== Text under study ==

=== Section Start ===

Asian Woes at Iran's Oil Pumps
Michael Richardson (Visiting Senior Research Fellow at the Institute of Southeast Asian Studies in Singapore)
As the US shapes up to confront Iran in the Middle East, it istrying to rally support in Asia for tougher sanctions against Tehran. Washington alleges that Iran has a covert programme to develop nuclear weapons, and that it backs anti-American violence in Iraq.
Iran shows no sign of being ready to comply with a UN Security Council deadline - the end of this month - to suspend its sensitive nuclear work. Instead, Iranian officials have said that they will expand uranium enrichment activity.
Although China and Russia voted for the Security Council resolution in December, they are wary of imposing tougher sanctions, arguing that it would provoke Iran and make a negotiated settlement less likely.
The US is forging closer co-operation with Sunni Arab-led states, especially Saudi Arabia, as a counterweight to Iran's Shiite theocracy. The rising tension in the Gulf troubles many Asian countries. Trade and investment between the two regions is booming. Trade between the Middle East and China alone could rise at least sixfold to US$500 billion by 2020, according to the McKinsey consulting firm.
The bedrock of Asia's interest in the Gulf is energy. It draws about three-quarters of its oil imports from the Middle East. Iran provides close to 15 per cent of Japan's oil and is its third-largest supplier after Saudi Arabia and the United Arab Emirates.

=== Section End ===

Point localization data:
=== Section Start ===

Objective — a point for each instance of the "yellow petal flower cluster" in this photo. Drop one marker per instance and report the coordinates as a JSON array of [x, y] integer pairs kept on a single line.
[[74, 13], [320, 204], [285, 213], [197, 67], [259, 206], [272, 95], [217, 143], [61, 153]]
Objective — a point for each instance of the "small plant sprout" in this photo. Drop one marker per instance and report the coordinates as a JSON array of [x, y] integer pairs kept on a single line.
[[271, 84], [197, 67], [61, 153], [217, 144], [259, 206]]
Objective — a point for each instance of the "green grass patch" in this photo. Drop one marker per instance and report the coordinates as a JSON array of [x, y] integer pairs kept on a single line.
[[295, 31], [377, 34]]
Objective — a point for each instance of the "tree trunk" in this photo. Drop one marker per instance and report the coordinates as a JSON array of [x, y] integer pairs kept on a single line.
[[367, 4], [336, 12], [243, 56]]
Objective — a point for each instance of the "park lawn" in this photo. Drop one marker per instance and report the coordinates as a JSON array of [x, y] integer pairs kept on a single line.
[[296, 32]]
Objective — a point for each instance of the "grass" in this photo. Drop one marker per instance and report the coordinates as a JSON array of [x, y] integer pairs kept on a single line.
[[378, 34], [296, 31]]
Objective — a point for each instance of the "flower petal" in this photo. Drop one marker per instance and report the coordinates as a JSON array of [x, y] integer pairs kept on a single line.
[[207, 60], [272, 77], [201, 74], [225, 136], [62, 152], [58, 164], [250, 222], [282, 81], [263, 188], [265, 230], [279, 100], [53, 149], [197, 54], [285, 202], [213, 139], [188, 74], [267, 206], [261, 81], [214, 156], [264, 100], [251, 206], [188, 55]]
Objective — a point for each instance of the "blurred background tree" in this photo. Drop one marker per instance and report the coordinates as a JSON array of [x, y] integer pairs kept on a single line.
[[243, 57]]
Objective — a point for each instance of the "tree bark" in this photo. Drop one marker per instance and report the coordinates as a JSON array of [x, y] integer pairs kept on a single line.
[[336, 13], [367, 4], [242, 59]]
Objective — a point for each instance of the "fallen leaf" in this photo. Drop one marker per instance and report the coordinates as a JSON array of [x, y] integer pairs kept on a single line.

=== Section End ===

== Task set ==
1/ Which countries does the article on Asia and Iran's oil name as suppliers of Japan's oil?
2/ Could you write the next part of the article on Asia and Iran's oil, picking up after its last sentence?

== Responses to the exercise ==
1/ Iran, Saudi Arabia, and the United Arab Emirates

2/
Despite this dependence, Japan - under pressure from its US ally - last year backed away from a deal to invest US$2 billion in Iran's Azadegan oil field. Other Asian countries planning to invest in Iranian energy projects are also feeling the heat from Washington, which has a law to penalise any foreign firm that invests more than US$40 million in oil or natural gas ventures in Iran.
An influential member of the US Congress last week called for negotiations on a US-Malaysia free-trade agreement to be suspended unless Kuala Lumpur bars a Malaysian company from investing US$16 billion to develop gas fields in southern Iran. Malaysia is expected to repeat its refusal to veto the deal when the latest talks end today.
India's foreign minister visited Tehran this week for talks on a plan to spend as much as US$7.5 billion on a 2,570km pipeline to carry Iranian gas through Pakistan to energy-short India. US requests to New Delhi to steer clear of Iran while it continues to defy the UN have played a part in delaying any deal.
China faces some particularly painful choices if tensions continue to increase between the US and its Saudi-led Gulf allies, on the one hand, and Iran on the other. Iran was China's third-largest oil supplier last year, and Chinese state-owned companies have committed to huge investments in oil and gas projects there. Will Beijing risk its relations with the US and its international prestige as a responsible power by putting those energy interests ahead of its professed concern to prevent the spread of nuclear weapons?
And the question may become even more complicated for Beijing. Iranian and Saudi exports account for almost two-thirds of China's Middle East oil imports. If relations between Iran and Saudi Arabia fray in a Gulf power struggle, Beijing may find that it has to choose between two petroleum giants - each of them vital to China's energy security.